Il n’est pas étonnant, dans ces conditions, que les dirigeants italiens aient du mal à obtenir des résultats. Et de fait, ils en ont effectivement obtenu bien peu : de l’arrivée au pouvoir de la chancelière Merkel jusqu’aux débuts de la crise du Covid, le PIB par habitant a augmenté de 20% en Allemagne. En Italie, au cours de la même période, il a chuté de 4%.

L’avenir dira combien de temps Mario Draghi, l’ancien président de la Banque centrale européenne, restera en poste. Il y a fort à parier qu’il restera fidèle à la tradition établie. À Rome, on spécule pour 2022 ou 2023 sur sa candidature à la présidence de la République (un poste d’influence, mais pas de pouvoir). Ce que montre cependant l’ambitieux plan de relance [1] annoncé par Draghi, c’est que la brièveté attendue de son mandat ne l’empêche pas d’être audacieux.

Entre 2021 et 2026, l’Italie devrait recevoir 69 milliards d’euros (soit près de 4 % du PIB) de subventions de l’UE pour financer des investissements pour la transition écologique, la numérisation et la modernisation des infrastructures.
○ ○ ○ ○ ○ ○ ○
D'APRÈS LE TEXTE —
A. Répondez à ces questions à l'aide de l'extrait sur l'Italie :
(i) De combien le PIB par habitant a-t-il augmenté en Allemagne entre l'arrivée au pouvoir de Merkel et les débuts de la crise du Covid ?
(ii) Quel poste Mario Draghi a-t-il occupé auparavant ?
(iii) Quel montant de subventions de l'UE l'Italie devrait-elle recevoir entre 2021 et 2026 ?
B. Relevez toutes les années citées en chiffres dans l'extrait sur l'Italie, dans leur ordre d'apparition.
C. Poursuivez l'extrait sur l'Italie après sa dernière phrase.
○ ○ ○ ○ ○ ○ ○
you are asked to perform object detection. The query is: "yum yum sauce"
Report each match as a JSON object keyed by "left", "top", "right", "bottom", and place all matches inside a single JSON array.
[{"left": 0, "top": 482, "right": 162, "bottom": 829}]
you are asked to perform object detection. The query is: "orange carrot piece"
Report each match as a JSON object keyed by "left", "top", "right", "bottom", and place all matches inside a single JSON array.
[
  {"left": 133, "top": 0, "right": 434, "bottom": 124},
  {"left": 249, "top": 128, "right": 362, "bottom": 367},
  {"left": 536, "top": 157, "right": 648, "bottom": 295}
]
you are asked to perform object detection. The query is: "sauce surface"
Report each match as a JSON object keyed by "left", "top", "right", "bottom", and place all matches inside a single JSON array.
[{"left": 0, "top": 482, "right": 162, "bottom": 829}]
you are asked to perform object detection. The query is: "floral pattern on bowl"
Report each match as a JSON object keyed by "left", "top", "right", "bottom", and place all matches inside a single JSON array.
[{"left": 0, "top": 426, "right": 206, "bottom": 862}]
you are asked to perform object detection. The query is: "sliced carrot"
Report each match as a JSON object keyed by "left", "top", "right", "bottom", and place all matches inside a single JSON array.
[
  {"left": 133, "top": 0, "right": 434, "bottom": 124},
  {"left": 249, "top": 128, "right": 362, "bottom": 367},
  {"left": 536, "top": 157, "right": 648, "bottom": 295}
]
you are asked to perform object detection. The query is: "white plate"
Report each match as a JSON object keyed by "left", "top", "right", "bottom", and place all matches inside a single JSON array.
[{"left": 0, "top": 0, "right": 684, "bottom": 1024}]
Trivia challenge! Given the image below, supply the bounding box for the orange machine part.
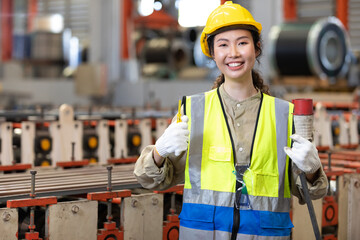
[284,0,297,21]
[97,222,124,240]
[322,196,338,227]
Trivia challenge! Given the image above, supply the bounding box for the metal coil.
[269,17,351,81]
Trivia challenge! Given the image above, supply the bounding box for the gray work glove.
[284,134,321,174]
[155,115,189,157]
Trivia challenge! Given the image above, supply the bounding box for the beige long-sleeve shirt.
[134,85,328,203]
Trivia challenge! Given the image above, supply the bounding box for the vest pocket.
[209,146,231,162]
[253,173,279,197]
[179,203,215,231]
[260,211,294,229]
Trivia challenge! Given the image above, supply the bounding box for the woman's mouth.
[227,62,244,70]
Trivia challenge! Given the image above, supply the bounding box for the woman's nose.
[230,44,240,57]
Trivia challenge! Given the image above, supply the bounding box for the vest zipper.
[216,87,263,240]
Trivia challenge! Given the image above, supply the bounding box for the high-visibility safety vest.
[179,89,293,240]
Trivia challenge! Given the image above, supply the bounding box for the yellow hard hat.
[200,1,262,57]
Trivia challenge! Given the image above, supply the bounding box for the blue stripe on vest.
[179,203,294,236]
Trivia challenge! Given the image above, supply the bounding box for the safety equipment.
[155,115,189,157]
[284,134,321,174]
[200,1,262,57]
[179,88,293,240]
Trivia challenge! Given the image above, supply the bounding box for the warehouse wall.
[113,80,213,108]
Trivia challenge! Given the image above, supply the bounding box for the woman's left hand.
[284,134,321,174]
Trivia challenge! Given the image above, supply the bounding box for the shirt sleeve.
[134,145,186,190]
[291,163,328,204]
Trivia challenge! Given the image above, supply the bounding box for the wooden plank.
[292,197,322,240]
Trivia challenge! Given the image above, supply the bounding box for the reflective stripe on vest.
[180,90,293,239]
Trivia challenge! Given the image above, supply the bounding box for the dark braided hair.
[207,25,270,95]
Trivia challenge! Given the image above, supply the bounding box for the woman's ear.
[255,41,261,57]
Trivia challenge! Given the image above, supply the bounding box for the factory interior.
[0,0,360,240]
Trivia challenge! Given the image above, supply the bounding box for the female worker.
[134,1,327,240]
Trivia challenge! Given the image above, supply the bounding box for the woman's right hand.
[155,115,189,158]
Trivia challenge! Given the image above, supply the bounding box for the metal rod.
[71,142,75,162]
[300,172,321,240]
[29,171,36,233]
[106,166,112,223]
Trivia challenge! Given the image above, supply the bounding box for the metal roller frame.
[269,16,351,83]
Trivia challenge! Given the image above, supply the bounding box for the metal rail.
[0,164,141,202]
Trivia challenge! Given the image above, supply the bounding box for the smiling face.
[213,29,256,83]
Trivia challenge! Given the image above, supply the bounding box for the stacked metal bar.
[0,164,140,202]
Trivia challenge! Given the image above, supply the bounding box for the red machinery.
[87,166,131,240]
[155,185,184,240]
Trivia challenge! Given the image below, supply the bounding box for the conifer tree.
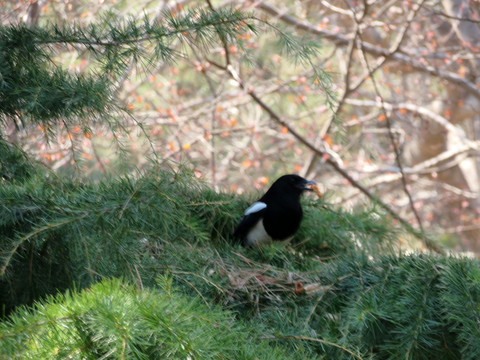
[0,3,480,359]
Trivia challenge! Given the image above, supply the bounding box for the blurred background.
[0,0,480,254]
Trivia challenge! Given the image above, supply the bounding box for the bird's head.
[271,174,321,196]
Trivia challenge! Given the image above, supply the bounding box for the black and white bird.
[234,175,318,246]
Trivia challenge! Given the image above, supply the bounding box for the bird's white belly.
[245,219,293,246]
[245,219,272,246]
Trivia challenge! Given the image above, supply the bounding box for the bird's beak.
[303,180,323,197]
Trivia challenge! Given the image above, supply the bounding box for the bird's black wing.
[233,206,267,240]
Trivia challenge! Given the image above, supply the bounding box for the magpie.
[233,174,320,246]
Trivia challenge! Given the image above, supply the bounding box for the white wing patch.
[244,201,267,216]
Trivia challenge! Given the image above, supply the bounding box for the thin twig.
[355,0,430,239]
[209,60,444,253]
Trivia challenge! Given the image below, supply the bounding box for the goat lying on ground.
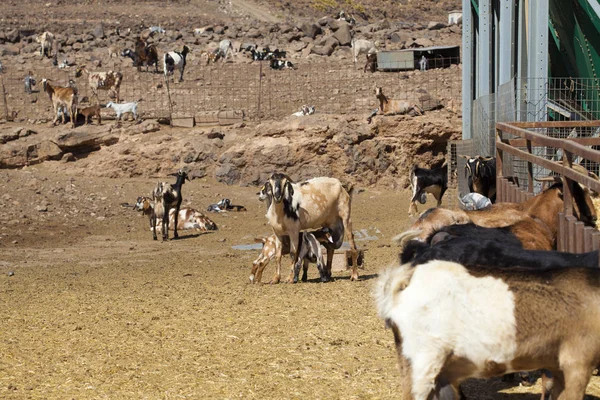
[351,38,379,64]
[77,104,102,125]
[263,173,358,283]
[400,224,598,268]
[134,196,217,233]
[376,261,600,400]
[42,79,77,128]
[250,230,335,283]
[460,155,496,203]
[106,101,138,121]
[163,45,190,82]
[394,181,596,249]
[408,163,448,215]
[75,65,123,103]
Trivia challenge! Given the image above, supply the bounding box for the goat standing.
[163,45,190,82]
[151,169,190,240]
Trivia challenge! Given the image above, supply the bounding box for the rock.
[0,44,20,57]
[37,140,63,161]
[60,153,75,163]
[333,23,352,46]
[300,22,323,39]
[390,32,402,43]
[310,45,335,56]
[427,21,446,31]
[92,23,106,39]
[6,29,21,43]
[246,28,262,39]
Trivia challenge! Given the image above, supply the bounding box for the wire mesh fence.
[0,56,462,121]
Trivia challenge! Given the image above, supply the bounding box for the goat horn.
[392,229,423,248]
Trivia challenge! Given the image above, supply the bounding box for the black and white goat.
[269,60,296,71]
[460,155,496,203]
[151,170,190,240]
[408,164,448,215]
[163,45,190,82]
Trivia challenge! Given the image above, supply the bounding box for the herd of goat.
[136,152,600,400]
[14,24,394,127]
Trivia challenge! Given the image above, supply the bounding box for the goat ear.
[284,181,294,203]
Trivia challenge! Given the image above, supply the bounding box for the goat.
[408,163,448,215]
[351,38,379,64]
[42,78,77,128]
[151,169,190,240]
[75,65,123,103]
[24,71,36,94]
[363,53,377,73]
[163,45,190,82]
[376,260,600,400]
[121,39,158,72]
[393,180,597,248]
[106,101,138,121]
[292,104,315,117]
[458,193,492,211]
[368,87,423,123]
[35,31,54,59]
[460,155,496,203]
[400,224,598,269]
[264,173,358,283]
[77,104,102,125]
[269,59,296,71]
[249,230,335,283]
[134,196,218,233]
[219,39,233,62]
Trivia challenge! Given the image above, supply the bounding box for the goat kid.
[106,101,138,121]
[75,65,123,103]
[35,31,54,59]
[375,261,600,400]
[42,78,77,128]
[163,45,190,82]
[151,169,190,240]
[460,155,496,203]
[264,173,358,283]
[408,163,448,215]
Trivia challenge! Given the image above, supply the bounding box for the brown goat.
[42,79,77,128]
[393,179,597,250]
[77,104,102,125]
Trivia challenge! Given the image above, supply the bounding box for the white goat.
[106,101,137,121]
[35,31,54,58]
[352,38,379,64]
[42,78,77,128]
[163,46,190,82]
[259,173,358,283]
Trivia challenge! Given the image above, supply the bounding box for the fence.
[496,120,600,253]
[0,58,462,121]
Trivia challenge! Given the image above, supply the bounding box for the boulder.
[300,22,323,39]
[37,140,63,161]
[91,23,106,39]
[310,45,335,56]
[333,23,352,46]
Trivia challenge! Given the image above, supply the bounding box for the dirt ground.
[0,164,600,400]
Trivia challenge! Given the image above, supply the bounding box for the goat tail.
[392,229,423,248]
[373,265,414,325]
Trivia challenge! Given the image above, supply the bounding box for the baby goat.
[163,46,190,82]
[42,78,77,128]
[106,101,137,121]
[152,169,190,240]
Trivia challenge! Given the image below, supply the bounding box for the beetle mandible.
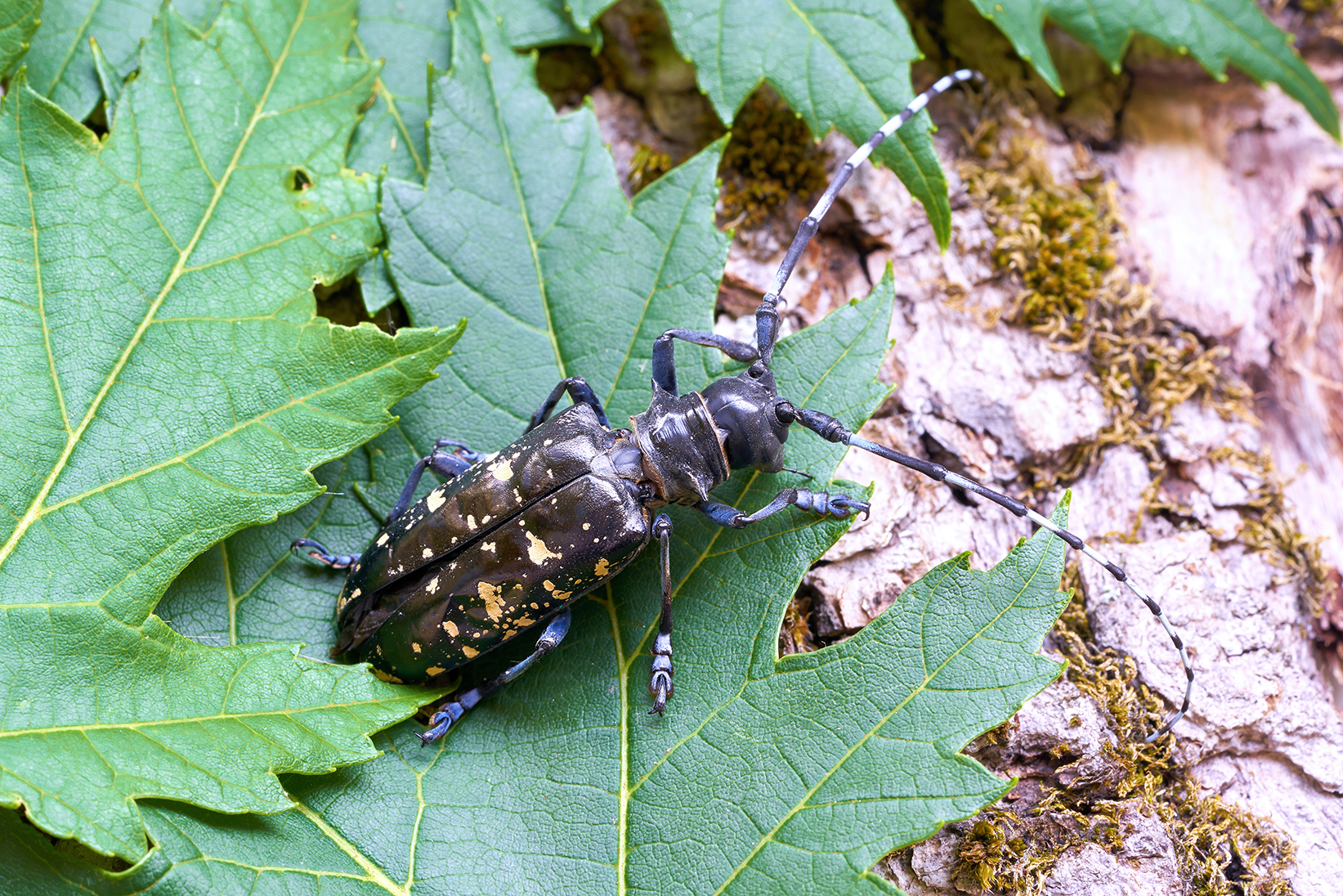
[293,69,1194,744]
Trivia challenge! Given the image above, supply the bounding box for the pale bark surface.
[593,7,1343,896]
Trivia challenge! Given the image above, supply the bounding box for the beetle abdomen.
[351,474,649,683]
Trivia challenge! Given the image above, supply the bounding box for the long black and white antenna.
[756,69,984,367]
[756,69,1194,743]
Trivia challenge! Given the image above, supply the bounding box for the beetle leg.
[522,376,611,432]
[694,489,869,529]
[289,539,359,570]
[419,607,574,746]
[649,513,673,716]
[775,401,1194,743]
[652,329,760,395]
[387,439,481,522]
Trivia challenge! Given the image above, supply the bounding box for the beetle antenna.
[756,69,984,367]
[775,401,1194,743]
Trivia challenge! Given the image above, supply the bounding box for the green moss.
[719,87,827,227]
[630,142,675,192]
[924,103,1310,896]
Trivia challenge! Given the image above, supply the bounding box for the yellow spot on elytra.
[476,581,504,622]
[526,532,562,566]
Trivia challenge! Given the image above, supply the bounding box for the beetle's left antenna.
[756,69,984,367]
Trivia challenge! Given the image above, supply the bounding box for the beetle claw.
[415,700,466,750]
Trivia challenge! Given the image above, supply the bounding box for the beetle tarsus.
[415,688,480,748]
[289,539,359,570]
[649,513,675,716]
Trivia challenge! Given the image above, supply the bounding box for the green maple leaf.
[971,0,1339,140]
[0,6,1068,894]
[0,0,42,78]
[0,0,458,860]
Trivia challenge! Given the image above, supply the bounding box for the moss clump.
[913,102,1310,896]
[960,110,1328,616]
[954,119,1255,499]
[1038,588,1296,896]
[719,87,826,227]
[630,142,675,192]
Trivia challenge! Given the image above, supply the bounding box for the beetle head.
[701,361,788,473]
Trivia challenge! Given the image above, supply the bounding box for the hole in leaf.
[313,274,411,334]
[284,168,313,194]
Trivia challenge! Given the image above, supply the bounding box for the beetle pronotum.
[294,69,1194,743]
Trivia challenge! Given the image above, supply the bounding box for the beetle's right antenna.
[756,69,984,367]
[775,401,1194,743]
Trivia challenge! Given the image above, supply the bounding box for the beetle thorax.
[630,384,728,504]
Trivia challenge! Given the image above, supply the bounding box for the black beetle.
[293,69,1194,743]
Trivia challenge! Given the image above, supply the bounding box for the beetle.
[293,69,1194,744]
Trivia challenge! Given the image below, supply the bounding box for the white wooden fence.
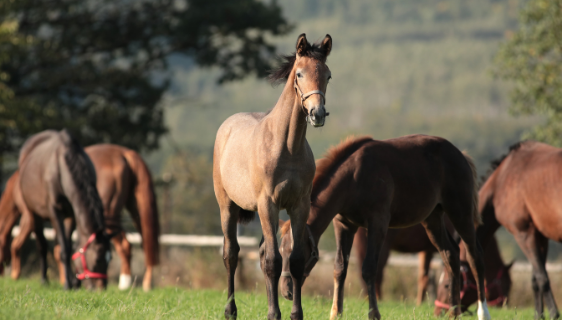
○ ○ ○ ○ ○ ○ ○
RÉPONSES DANS L'ORDRE —
A.
(i) De 20 %.
(ii) Président de la Banque centrale européenne.
(iii) 69 milliards d'euros, soit près de 4 % du PIB.

B. 2022, 2023, 2021, 2026

C.
Ce montant à lui seul représente nettement plus que ce que les pays européens ont reçu dans le cadre du plan Marshall au lendemain de la Seconde Guerre mondiale. Pourtant Draghi a décidé de doubler la mise en y ajoutant 13 milliards de subventions européennes et plus de 150 milliards de prêts, pour la plupart également en provenance de l’UE. Au total, l’ensemble du programme atteint un montant considérable : 235 milliards, dont 70 % correspondent à de nouveaux projets[2]. En comparaison, l’Espagne recevra elle aussi à peu près 69 milliards européens, mais elle ne prévoit pas de dépenser un centime de plus[3].

A première vue, ce choix peut sembler étrange. Les prêts européens sont à peine moins chers que les emprunts de l’Italie sur le marché. Dès lors pourquoi le gouvernement s’engage-t-il à y recourir aussi massivement ? La réponse est que Mario Draghi veut faire changer de cap à son pays. Sa stratégie de choc vise à mettre un terme à la stagnation dans laquelle l’Italie est enlisée depuis deux décennies.

En agissant avec une telle vigueur, Draghi entend modifier les anticipations et, partant, comportement des employeurs, des travailleurs et des consommateurs. En 2012, il a changé le sort de la zone euro en déclarant [4] que la BCE ferait « tout ce qu’il faudrait » pour préserver la monnaie européenne. Ce second whatever it takes vise à montrer que le gouvernement est déterminé à assurer une reprise durable et à placer l’économie sur une trajectoire de croissance durable.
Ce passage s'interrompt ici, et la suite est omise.